— Directions for this task —
Pick out each line below that contains the string "positive" and copy it.

— Dataset —
┏━━

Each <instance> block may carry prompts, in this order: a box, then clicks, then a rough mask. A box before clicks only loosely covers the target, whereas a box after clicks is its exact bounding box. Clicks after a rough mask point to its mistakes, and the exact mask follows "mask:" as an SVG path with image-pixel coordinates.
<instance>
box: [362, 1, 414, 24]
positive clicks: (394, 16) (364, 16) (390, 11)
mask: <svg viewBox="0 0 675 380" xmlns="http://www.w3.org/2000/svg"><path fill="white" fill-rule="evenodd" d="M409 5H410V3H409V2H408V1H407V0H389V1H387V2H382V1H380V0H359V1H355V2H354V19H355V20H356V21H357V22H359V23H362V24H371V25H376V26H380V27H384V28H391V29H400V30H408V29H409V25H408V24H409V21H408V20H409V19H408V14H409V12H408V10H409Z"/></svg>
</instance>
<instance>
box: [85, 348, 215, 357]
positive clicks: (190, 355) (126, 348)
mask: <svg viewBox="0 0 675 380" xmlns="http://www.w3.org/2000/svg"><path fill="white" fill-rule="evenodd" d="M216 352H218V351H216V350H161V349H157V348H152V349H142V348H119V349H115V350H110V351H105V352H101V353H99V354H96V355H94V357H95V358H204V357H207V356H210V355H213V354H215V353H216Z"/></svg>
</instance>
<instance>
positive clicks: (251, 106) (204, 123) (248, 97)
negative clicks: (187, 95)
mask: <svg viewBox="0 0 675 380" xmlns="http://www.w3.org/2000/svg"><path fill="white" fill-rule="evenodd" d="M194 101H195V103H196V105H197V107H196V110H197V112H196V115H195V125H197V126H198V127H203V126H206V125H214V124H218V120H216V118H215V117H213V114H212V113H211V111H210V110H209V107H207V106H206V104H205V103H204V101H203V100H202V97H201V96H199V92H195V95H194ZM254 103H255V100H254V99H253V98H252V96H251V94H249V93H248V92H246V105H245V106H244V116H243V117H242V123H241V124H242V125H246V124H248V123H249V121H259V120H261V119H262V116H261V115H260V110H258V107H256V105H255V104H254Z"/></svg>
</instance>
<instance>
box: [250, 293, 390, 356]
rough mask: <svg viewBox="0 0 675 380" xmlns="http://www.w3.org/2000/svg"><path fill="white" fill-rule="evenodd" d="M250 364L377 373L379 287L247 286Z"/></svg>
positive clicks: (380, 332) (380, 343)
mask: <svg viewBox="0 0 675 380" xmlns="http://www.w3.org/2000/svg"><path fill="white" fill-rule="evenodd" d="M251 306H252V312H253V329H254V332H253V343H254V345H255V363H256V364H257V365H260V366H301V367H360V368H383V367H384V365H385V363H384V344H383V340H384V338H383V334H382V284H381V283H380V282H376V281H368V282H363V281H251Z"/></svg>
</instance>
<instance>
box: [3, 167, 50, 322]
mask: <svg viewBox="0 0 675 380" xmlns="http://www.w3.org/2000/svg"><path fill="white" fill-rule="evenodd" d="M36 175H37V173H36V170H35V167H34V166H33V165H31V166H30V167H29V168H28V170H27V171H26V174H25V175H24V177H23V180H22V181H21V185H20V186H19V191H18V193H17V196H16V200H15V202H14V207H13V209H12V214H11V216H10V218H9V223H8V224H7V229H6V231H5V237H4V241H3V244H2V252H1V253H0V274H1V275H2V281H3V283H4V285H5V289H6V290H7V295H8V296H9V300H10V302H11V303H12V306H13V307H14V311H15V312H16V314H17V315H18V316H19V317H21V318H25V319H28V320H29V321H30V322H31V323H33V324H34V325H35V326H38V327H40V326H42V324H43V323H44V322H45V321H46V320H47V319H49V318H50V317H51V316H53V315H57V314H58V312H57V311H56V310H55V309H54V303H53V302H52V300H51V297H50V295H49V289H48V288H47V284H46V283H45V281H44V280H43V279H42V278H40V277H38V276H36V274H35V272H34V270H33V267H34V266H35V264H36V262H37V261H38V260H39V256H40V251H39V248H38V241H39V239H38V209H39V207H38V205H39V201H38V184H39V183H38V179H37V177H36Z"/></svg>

┗━━

— Output —
positive clicks: (394, 16) (364, 16) (390, 11)
positive clicks: (190, 355) (126, 348)
positive clicks: (251, 106) (204, 123) (248, 97)
positive clicks: (380, 332) (380, 343)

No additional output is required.